Where the records appear below, transcribe them exactly, leaving none out.
══════
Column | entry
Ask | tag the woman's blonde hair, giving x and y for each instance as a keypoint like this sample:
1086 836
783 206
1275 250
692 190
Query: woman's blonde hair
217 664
══════
## ANSWER SECTION
Column | entry
Ask | tag the woman's blonde hair, giving x and y for each instance as a keypoint like this sample:
1086 836
783 206
1275 250
692 190
Query: woman's blonde hair
217 664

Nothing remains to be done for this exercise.